*** Given data ***
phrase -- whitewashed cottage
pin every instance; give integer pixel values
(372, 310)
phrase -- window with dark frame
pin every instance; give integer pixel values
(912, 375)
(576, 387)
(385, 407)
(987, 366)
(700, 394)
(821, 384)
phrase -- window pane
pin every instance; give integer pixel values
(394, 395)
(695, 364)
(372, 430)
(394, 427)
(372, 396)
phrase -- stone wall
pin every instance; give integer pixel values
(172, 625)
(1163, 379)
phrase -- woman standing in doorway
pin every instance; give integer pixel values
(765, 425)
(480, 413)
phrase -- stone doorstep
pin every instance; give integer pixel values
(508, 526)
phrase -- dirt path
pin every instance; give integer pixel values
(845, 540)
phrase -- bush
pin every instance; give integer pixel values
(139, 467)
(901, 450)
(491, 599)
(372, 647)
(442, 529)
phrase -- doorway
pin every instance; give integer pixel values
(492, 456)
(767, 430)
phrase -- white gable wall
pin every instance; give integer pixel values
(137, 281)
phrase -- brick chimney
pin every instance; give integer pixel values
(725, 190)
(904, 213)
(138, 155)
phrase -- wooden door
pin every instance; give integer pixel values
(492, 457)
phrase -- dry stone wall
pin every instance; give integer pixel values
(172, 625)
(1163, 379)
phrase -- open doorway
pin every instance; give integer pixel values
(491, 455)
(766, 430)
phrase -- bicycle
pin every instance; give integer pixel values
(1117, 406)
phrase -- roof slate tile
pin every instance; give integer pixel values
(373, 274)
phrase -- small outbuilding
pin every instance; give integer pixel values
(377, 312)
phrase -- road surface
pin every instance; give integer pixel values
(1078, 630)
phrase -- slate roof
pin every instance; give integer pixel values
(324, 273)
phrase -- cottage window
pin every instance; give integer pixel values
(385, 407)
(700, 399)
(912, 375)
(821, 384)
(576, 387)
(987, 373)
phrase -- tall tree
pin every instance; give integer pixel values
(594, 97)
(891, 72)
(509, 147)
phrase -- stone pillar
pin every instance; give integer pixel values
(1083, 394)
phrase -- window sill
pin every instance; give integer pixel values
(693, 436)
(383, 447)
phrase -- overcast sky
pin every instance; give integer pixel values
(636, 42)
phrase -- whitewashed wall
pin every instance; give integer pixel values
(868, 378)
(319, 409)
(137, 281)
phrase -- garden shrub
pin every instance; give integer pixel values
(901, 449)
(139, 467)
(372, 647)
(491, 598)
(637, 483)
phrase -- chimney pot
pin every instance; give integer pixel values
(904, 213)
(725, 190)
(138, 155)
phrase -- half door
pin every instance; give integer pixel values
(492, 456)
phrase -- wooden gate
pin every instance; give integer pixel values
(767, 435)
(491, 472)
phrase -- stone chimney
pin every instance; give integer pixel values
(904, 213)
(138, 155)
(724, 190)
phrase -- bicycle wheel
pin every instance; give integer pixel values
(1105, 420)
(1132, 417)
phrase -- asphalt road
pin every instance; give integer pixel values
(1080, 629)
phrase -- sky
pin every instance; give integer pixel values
***
**What to work on**. Copy out every entry above word for word, with nothing changed.

**Solution to this problem**.
phrase -- whitewashed cottage
pin every instance; give integer pixel values
(372, 310)
phrase -- window with dark frame
pin every instance; give integer pixel values
(912, 375)
(576, 387)
(385, 407)
(987, 366)
(700, 394)
(821, 384)
phrase -- window pane
pin every instance; give integer pixel values
(394, 395)
(695, 364)
(372, 430)
(394, 427)
(372, 396)
phrase -- stone wall
pin every instance; give integer pixel values
(172, 625)
(1163, 379)
phrase -- woman standing in doorway
pin every instance; give integer pixel values
(765, 425)
(480, 413)
phrase -- stone doorstep
pin every instance; give integer pixel values
(508, 526)
phrase -- dirt path
pin every instance; give integer pixel values
(845, 540)
phrase -- bush
pin every instance; give integer pixel values
(139, 467)
(901, 450)
(491, 599)
(372, 647)
(442, 529)
phrase -- doorway
pin every instance; give integer pixel values
(492, 456)
(767, 430)
phrase -- white gable wall
pin every instance; give integer pixel values
(137, 281)
phrase -- brick chimney
pin every instance; give integer pixel values
(725, 190)
(904, 213)
(138, 155)
phrase -- wooden door
pin every instance; give integer pixel values
(492, 457)
phrase -- dry stone wall
pin every instance; give integer pixel values
(172, 625)
(1163, 379)
phrase -- open doorway
pin every instance; give integer pixel values
(491, 455)
(766, 430)
phrase -- bicycle
pin every instance; give integer pixel values
(1117, 406)
phrase -- roof slate tile
pin every instance; give integer pixel values
(373, 274)
phrase -- small outbuilding
pin every instance; give integer pixel values
(377, 312)
phrase -- road surface
pin every instance; give integer pixel values
(1078, 630)
phrase -- slate roof
pin every instance; give integer pixel values
(324, 273)
phrase -- cottage window
pin every instance; give integer pixel values
(385, 407)
(700, 399)
(912, 375)
(821, 384)
(576, 387)
(987, 373)
phrase -- tall tree
pin every instance; give integer pixel values
(594, 97)
(891, 72)
(509, 147)
phrase -- stone pillar
pin every instance; give integer pixel values
(1083, 394)
phrase -- window sill
pin every instance; give integer pixel values
(693, 436)
(383, 447)
phrase -- overcast sky
pin every instance; give integer pixel values
(636, 42)
phrase -- whitewashed wall
pin every instance; give integer pixel values
(868, 378)
(319, 409)
(137, 281)
phrase -- garden shrub
pin every instance; give integer pixel values
(901, 449)
(139, 467)
(372, 647)
(491, 598)
(637, 483)
phrase -- chimney pot
pin every instance; give integer pixel values
(904, 213)
(725, 190)
(138, 155)
phrase -- half door
pin every instance; give integer pixel values
(492, 456)
phrase -- wooden gate
pin every instance; give integer pixel values
(767, 435)
(491, 472)
phrase -- stone chimney
pin every instance; give integer pixel values
(904, 213)
(138, 155)
(724, 190)
phrase -- bicycle wheel
pin every instance; give integer pixel values
(1105, 420)
(1132, 417)
phrase -- asphalt road
pin every instance; give integer pixel values
(1080, 629)
phrase -- sky
pin every instance; give integer pixel values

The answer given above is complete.